- **Task description**
Once the records below have been read, copy them all out exactly.

(Items listed in a dataset)
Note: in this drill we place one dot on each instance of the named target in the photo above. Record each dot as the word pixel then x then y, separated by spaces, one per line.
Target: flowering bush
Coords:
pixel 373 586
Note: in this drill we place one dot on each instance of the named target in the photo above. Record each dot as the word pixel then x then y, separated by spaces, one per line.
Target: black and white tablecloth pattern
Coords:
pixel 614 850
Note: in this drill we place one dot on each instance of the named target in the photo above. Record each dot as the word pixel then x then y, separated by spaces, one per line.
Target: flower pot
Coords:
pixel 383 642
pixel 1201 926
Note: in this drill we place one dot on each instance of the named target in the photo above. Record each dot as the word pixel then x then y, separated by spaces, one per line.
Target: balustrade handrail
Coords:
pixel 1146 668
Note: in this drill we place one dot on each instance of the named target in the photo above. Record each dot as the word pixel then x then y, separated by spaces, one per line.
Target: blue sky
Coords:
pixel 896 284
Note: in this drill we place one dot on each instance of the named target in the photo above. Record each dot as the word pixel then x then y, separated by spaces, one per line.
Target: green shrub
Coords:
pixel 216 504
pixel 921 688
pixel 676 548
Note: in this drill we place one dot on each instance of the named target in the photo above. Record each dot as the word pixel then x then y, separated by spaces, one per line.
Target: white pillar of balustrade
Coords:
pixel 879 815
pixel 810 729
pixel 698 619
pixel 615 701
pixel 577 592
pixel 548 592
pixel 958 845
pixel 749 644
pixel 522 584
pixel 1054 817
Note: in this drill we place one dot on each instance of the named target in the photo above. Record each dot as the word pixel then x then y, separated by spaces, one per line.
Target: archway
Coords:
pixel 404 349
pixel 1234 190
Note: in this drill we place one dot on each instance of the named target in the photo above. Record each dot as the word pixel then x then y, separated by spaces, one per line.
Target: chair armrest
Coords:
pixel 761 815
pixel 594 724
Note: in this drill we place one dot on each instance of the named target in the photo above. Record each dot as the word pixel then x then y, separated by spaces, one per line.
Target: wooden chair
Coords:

- **Solution**
Note: in this drill we place one dot on each instance of the named target in the photo above. Record each dot as the word pixel then x then y, separated by spaces, one per line.
Target: flowering bush
Coords:
pixel 373 586
Note: in this drill we place one dot on each instance of the named target in the photo above. Record each dot as the word pixel then x then y, separated by spaces, one per line.
Target: black and white tablecloth pattern
Coords:
pixel 614 850
Note: in this drill we place one dot on each instance of the named target in the photo above. Record each dot as the word pixel then x then y, separated by spaces, one per line.
Target: flower pot
Coords:
pixel 383 642
pixel 1201 926
Note: in this drill we place one dot on each instance of the named target in the photo above. Record each dot as the word pixel then x then y, separated by spaces, one per line.
Target: balustrade handrail
Coords:
pixel 1146 668
Note: in this drill we place one dot on each instance of the named target in the photo above. Record each dot as the word pixel then x then y, separated by spaces, one per line.
Target: blue sky
Coords:
pixel 896 284
Note: in this drill we place one dot on each instance of the named target in the photo above. Record each dot as the word pixel then x then y, separated by spaces, one per line.
Target: green shrub
Coords:
pixel 216 504
pixel 921 688
pixel 676 548
Note: in this drill we place one dot on each instance of the named target in the photo above. Record each dot as the word pixel then x then y, separated by spaces, one per line.
Target: white pillar of balustrade
Coords:
pixel 879 815
pixel 810 729
pixel 698 619
pixel 615 701
pixel 577 592
pixel 548 592
pixel 958 845
pixel 749 644
pixel 522 584
pixel 1054 817
Note: in this drill we place one dot on each instance of the named target in the photo above. Record each dot as the word pixel then x then y, separated by spaces, one per line.
Target: archway
Coords:
pixel 404 349
pixel 1234 190
Note: in this drill we place one dot on each instance of the named target in the photo above. Record each dot as the word pixel then x then y, separated by spaces, one per line.
Target: chair armrest
Coords:
pixel 761 815
pixel 594 724
Note: in this drill we place one dot on each instance of the named target in the photo above. Record each dot as the word pixel then x then y, separated by spaces, one per line.
Target: wooden chair
Coords:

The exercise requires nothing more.